*Records from a collection*
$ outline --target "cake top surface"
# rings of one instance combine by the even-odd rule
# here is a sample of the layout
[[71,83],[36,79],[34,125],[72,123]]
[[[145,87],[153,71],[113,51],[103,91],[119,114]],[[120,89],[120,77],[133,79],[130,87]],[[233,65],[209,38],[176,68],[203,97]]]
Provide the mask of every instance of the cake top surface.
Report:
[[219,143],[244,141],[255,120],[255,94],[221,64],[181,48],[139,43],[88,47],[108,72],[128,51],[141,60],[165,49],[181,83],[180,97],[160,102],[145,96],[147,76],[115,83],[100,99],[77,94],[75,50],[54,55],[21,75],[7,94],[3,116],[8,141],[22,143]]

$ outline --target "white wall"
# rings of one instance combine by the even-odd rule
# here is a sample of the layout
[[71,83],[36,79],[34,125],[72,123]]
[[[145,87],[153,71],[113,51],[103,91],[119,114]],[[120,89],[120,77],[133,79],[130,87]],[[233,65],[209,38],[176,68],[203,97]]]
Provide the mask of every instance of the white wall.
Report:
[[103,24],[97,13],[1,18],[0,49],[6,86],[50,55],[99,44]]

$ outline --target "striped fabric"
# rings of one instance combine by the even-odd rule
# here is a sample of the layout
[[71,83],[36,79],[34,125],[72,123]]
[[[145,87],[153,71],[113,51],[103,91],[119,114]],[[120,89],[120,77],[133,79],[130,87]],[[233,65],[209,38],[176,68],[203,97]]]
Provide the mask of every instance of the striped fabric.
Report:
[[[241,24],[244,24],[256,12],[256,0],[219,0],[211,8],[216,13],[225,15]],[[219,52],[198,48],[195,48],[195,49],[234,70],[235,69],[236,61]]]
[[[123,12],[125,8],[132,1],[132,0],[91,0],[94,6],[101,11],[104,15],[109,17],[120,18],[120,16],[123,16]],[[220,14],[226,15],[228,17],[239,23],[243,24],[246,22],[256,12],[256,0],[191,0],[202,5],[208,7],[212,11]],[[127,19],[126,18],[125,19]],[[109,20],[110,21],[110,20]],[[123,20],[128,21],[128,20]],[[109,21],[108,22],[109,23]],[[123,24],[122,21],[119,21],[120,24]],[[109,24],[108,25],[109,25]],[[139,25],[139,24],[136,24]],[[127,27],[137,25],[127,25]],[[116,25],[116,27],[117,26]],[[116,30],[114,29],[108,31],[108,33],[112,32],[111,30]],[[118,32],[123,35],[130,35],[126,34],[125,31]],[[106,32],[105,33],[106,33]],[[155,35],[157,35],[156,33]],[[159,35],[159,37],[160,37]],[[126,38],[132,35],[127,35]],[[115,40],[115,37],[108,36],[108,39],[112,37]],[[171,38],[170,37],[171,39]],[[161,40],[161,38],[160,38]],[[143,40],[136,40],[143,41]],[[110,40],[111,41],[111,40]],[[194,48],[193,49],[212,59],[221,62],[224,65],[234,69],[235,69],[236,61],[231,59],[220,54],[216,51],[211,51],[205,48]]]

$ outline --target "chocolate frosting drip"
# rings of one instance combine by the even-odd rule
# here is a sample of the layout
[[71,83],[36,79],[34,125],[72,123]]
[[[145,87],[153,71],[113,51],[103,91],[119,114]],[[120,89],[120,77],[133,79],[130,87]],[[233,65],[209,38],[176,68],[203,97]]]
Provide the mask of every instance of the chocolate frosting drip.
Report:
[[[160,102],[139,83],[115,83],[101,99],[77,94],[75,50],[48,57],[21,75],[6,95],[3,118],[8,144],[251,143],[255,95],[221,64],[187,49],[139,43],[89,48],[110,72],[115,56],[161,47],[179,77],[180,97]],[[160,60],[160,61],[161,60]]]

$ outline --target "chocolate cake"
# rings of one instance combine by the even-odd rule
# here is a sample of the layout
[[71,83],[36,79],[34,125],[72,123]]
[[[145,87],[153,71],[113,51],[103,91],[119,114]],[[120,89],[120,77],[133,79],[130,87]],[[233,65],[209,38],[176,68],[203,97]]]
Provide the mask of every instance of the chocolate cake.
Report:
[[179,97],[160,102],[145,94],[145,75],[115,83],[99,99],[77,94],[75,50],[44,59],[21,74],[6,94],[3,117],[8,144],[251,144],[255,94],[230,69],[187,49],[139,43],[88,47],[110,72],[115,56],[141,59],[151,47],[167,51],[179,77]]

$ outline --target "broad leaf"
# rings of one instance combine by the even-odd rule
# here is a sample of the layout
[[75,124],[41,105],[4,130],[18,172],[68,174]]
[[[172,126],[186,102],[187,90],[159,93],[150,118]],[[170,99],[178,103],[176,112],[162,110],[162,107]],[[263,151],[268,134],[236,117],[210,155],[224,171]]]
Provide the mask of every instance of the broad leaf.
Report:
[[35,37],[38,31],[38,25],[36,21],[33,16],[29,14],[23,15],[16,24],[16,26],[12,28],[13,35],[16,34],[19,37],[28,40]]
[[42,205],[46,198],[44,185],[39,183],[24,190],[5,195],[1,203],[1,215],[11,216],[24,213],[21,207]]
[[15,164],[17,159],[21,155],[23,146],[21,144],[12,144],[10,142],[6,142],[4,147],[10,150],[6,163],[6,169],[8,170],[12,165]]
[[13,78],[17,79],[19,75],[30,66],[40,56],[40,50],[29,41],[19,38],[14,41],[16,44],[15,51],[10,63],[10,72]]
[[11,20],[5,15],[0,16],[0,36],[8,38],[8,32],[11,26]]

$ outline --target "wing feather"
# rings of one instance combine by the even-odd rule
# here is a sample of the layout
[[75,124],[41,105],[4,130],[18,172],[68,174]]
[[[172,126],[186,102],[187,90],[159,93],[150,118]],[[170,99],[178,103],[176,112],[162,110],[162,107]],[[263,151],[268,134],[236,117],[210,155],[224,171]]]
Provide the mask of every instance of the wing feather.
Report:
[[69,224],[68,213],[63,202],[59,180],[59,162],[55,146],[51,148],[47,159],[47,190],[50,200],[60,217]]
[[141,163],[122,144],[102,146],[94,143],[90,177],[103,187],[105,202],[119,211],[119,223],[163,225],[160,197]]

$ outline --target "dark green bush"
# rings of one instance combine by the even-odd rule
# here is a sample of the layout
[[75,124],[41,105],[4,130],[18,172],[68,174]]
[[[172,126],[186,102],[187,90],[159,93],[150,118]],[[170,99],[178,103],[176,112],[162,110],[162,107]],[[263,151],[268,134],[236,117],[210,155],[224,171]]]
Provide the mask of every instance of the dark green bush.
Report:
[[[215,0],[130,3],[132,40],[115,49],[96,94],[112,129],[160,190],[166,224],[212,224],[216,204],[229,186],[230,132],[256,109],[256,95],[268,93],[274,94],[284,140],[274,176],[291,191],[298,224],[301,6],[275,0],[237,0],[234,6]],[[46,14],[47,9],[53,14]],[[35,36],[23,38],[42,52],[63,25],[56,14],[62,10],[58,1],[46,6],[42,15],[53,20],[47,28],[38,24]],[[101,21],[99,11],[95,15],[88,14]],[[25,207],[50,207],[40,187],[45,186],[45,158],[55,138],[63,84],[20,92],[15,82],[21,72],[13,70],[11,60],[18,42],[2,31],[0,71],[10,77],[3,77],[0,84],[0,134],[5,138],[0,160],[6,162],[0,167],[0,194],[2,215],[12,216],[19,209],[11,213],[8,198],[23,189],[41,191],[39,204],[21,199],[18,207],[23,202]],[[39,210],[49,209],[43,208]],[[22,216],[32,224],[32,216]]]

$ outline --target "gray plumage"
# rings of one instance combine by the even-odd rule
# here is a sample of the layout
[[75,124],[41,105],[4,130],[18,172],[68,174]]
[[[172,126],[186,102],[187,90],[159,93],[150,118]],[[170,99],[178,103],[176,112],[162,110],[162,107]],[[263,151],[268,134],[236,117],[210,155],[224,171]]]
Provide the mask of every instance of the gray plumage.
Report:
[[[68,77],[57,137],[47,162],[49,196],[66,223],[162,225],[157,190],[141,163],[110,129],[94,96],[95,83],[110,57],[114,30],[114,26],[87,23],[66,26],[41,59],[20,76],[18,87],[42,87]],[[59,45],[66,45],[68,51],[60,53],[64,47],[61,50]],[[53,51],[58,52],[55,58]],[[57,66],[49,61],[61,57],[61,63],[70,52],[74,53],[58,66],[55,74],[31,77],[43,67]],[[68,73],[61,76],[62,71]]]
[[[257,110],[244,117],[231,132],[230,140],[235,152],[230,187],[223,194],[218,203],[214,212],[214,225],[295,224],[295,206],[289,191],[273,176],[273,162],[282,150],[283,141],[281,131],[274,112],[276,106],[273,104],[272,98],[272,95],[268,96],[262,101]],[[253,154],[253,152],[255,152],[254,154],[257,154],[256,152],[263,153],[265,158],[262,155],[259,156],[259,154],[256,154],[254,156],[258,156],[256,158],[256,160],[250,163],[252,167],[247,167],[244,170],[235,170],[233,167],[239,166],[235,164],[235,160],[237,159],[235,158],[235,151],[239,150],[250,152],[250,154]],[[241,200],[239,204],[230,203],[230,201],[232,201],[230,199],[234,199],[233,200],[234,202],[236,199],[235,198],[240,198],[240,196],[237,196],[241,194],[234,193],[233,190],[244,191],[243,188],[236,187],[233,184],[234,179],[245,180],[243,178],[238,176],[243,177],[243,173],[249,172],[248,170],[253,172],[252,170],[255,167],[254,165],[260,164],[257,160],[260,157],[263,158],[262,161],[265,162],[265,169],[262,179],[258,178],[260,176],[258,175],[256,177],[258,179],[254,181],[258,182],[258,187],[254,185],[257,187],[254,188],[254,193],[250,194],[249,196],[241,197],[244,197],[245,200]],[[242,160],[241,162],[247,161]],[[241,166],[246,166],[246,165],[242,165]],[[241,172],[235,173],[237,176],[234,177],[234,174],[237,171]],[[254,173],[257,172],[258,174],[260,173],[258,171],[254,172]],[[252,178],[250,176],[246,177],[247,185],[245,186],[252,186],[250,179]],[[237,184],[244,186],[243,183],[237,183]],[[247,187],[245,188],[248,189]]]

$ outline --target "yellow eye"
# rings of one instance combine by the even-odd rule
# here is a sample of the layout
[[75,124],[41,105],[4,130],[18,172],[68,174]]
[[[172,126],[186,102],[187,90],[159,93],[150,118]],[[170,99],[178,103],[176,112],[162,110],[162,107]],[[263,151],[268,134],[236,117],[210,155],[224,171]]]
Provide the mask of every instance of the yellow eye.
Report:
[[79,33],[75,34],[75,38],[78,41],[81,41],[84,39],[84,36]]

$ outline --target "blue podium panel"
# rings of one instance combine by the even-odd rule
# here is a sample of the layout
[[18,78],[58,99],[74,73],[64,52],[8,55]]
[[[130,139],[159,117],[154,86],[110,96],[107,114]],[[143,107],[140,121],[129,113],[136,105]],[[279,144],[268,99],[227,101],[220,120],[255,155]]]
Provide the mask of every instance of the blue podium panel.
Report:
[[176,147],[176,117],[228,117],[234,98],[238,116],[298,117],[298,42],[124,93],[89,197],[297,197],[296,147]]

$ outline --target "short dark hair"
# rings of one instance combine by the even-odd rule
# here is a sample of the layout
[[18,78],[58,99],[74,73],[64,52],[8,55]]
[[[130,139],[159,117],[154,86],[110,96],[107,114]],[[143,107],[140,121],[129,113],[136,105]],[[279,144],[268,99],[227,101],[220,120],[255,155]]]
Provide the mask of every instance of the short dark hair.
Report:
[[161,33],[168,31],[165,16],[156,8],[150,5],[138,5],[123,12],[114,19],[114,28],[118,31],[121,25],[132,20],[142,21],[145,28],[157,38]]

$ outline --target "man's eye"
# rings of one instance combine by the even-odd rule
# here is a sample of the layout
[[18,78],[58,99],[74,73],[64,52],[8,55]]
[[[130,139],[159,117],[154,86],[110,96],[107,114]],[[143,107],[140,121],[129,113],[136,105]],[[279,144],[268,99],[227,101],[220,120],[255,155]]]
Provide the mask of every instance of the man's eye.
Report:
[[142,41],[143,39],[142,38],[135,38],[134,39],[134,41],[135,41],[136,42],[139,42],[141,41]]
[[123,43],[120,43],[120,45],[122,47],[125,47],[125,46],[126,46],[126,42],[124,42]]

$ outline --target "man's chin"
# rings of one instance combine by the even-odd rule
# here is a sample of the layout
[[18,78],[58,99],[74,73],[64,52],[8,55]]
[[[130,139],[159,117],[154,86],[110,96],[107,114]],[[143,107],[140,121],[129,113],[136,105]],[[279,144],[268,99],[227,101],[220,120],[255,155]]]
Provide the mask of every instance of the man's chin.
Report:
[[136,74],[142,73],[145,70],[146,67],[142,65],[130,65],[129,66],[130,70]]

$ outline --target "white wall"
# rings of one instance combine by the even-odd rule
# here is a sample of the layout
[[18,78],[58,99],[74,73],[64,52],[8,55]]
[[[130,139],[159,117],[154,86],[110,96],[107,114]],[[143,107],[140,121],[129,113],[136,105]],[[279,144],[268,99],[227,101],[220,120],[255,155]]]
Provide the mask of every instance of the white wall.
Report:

*Task statement*
Select every line in the records that contains the string "leaf". Treat uppercase and lowercase letters as different.

*Response for this exercise*
$ outline --target "broad leaf"
Provide the mask of every instance of the broad leaf.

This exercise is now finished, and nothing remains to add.